Work order >> If a line appears in the data below, it must appear in your answer exactly as given.

· · · ·

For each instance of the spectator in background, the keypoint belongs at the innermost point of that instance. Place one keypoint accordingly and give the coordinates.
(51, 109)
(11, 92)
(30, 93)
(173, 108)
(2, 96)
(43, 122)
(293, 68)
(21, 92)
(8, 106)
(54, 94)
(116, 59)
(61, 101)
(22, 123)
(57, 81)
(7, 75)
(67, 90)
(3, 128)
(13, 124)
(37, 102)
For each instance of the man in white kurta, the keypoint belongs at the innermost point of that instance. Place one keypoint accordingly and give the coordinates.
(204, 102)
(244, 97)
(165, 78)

· · · ·

Response to the task >>
For each instance of the spectator in background, the keypoint belongs at the innermost point of that instance. Place one keypoint accordingly and give the coordinates.
(51, 109)
(11, 92)
(30, 93)
(173, 108)
(2, 96)
(43, 122)
(293, 68)
(21, 92)
(8, 106)
(54, 94)
(116, 59)
(61, 101)
(22, 123)
(57, 81)
(7, 75)
(67, 90)
(3, 128)
(13, 124)
(37, 102)
For each instance of the man in white kurta, the keypoint belongs at the innermost point of that instance. Place one keypoint accordingly and give the coordinates.
(204, 102)
(244, 97)
(165, 78)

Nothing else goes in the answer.